Objective:
Reproduce the lines below exactly, character for character, omitting the picture.

Listed records:
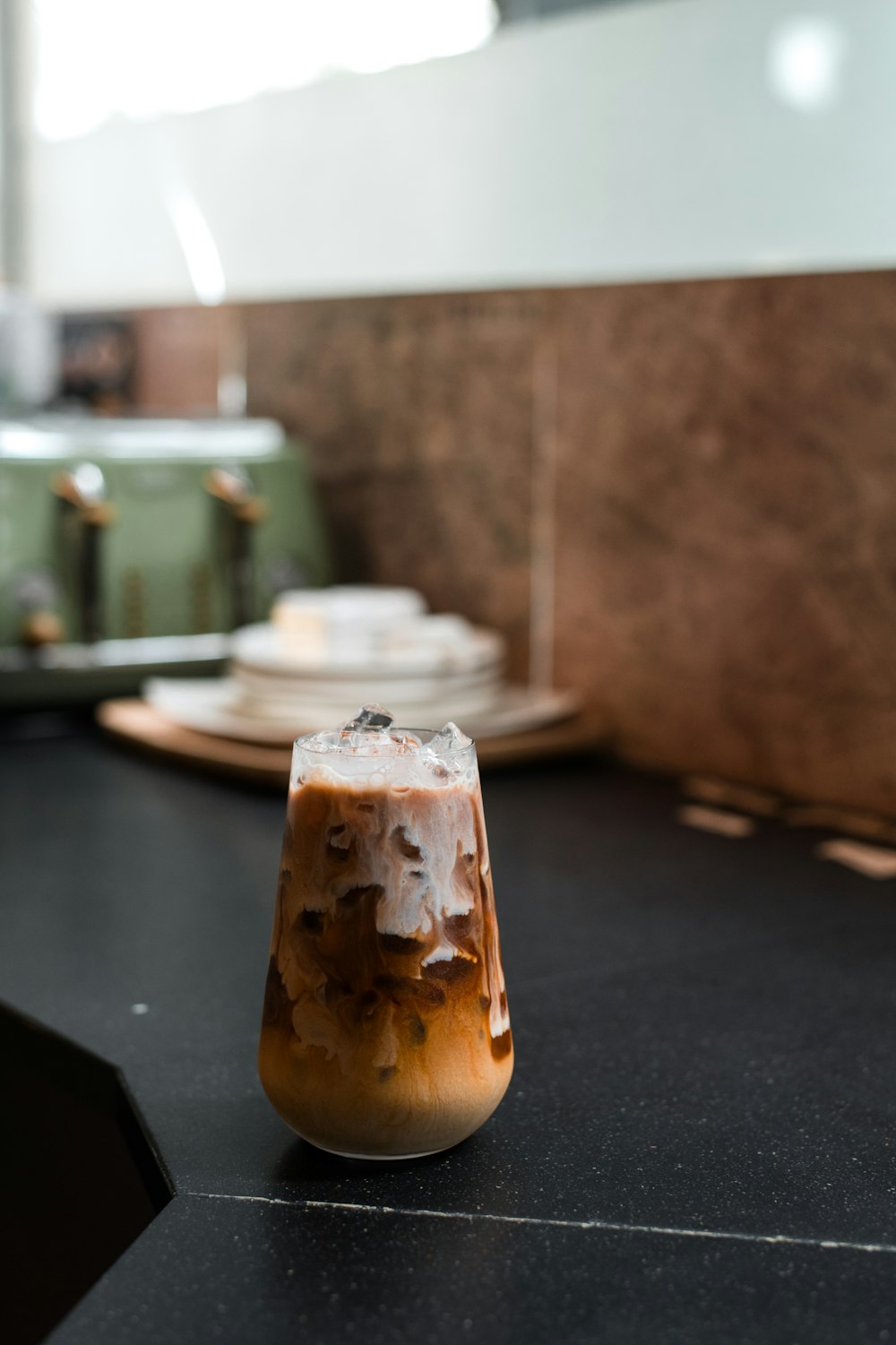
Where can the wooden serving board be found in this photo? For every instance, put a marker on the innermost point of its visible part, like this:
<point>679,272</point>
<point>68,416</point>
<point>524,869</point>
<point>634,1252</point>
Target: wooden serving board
<point>139,724</point>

Written reply:
Where can the wooden serving board be found in this photo? For every instance, put a marker on the innermost point of its visible part, like this:
<point>679,272</point>
<point>68,416</point>
<point>524,869</point>
<point>634,1252</point>
Target: wooden serving board
<point>139,724</point>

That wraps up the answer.